Exercise » Search the material below for the string "stick" and copy each line where it appears.

Records for this exercise »
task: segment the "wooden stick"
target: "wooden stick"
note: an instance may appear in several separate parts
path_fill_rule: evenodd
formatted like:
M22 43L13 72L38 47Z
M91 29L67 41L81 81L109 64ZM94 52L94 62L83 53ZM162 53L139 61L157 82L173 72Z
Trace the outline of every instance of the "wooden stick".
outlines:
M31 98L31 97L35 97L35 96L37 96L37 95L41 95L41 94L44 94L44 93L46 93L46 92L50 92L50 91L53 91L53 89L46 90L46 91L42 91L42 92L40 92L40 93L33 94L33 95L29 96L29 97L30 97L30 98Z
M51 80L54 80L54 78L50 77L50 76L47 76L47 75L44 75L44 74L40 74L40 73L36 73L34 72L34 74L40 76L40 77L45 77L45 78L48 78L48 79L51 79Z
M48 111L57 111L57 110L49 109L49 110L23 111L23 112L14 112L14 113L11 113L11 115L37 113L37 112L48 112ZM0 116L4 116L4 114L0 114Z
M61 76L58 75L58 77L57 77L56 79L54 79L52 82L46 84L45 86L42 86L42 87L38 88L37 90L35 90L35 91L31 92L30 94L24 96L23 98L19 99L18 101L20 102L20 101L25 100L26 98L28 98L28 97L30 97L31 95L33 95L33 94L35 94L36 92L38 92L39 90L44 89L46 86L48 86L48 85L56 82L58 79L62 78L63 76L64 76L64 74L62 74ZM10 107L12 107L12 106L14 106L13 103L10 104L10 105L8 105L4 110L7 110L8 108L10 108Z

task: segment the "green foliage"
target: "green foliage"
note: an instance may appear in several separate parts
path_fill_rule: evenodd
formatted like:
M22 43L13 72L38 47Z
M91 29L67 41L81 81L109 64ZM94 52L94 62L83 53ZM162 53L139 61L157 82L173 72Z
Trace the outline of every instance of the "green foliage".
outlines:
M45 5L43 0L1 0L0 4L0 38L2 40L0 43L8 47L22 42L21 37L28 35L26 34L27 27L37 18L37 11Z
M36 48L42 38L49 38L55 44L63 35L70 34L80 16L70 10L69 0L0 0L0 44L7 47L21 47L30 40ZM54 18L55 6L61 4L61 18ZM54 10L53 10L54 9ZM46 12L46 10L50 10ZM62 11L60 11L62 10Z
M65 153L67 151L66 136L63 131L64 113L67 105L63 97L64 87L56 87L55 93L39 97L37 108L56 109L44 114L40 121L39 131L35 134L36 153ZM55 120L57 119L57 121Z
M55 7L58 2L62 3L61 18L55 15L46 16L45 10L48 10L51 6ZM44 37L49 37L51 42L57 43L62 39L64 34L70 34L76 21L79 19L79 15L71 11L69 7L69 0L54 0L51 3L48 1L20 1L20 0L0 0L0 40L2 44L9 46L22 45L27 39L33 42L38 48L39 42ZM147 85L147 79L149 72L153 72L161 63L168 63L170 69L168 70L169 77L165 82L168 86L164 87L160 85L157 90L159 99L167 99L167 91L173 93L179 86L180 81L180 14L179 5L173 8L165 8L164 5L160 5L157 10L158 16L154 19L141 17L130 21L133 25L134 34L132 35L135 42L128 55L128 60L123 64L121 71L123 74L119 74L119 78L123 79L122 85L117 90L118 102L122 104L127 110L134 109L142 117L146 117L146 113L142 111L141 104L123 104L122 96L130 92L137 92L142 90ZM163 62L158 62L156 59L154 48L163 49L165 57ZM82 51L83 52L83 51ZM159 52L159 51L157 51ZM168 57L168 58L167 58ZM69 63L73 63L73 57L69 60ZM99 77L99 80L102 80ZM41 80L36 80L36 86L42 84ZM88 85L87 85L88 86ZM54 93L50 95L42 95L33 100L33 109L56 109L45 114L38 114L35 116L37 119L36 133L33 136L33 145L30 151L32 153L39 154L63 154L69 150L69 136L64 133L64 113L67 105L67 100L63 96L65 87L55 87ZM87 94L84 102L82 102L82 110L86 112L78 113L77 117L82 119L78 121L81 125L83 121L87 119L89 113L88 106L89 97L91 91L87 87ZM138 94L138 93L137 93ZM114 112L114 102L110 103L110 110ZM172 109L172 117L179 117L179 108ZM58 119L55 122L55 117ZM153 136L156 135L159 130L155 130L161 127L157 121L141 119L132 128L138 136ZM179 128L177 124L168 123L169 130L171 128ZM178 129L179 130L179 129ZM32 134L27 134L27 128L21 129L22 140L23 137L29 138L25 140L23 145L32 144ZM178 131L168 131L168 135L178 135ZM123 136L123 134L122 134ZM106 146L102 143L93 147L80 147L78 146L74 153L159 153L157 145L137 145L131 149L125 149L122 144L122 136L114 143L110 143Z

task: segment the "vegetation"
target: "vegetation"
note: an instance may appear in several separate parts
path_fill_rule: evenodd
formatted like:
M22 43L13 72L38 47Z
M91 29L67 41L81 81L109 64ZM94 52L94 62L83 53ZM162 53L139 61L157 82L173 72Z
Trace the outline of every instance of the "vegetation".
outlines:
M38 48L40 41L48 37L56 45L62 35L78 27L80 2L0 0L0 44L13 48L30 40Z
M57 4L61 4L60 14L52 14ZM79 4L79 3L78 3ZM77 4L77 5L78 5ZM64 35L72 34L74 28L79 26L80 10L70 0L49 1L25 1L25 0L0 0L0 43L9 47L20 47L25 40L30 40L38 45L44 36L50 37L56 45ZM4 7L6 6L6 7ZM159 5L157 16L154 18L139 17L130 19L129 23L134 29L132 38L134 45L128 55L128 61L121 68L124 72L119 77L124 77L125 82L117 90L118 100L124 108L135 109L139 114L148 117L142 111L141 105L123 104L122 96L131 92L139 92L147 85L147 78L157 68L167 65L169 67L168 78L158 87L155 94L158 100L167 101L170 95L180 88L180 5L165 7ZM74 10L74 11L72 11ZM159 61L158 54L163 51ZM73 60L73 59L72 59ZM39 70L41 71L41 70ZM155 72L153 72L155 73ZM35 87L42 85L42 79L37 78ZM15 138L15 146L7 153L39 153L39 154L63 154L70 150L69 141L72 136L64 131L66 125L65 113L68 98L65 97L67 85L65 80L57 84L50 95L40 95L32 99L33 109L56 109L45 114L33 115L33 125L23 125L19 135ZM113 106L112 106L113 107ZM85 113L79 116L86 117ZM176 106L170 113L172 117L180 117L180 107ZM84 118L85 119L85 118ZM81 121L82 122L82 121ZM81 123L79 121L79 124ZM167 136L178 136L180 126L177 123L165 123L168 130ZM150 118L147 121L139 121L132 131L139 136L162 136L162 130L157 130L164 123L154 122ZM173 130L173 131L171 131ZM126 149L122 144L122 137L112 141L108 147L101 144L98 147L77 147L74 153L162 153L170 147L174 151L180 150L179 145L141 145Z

Written response »
task: segment the "wooden stick"
target: "wooden stick"
Trace the outline of every instance of the "wooden stick".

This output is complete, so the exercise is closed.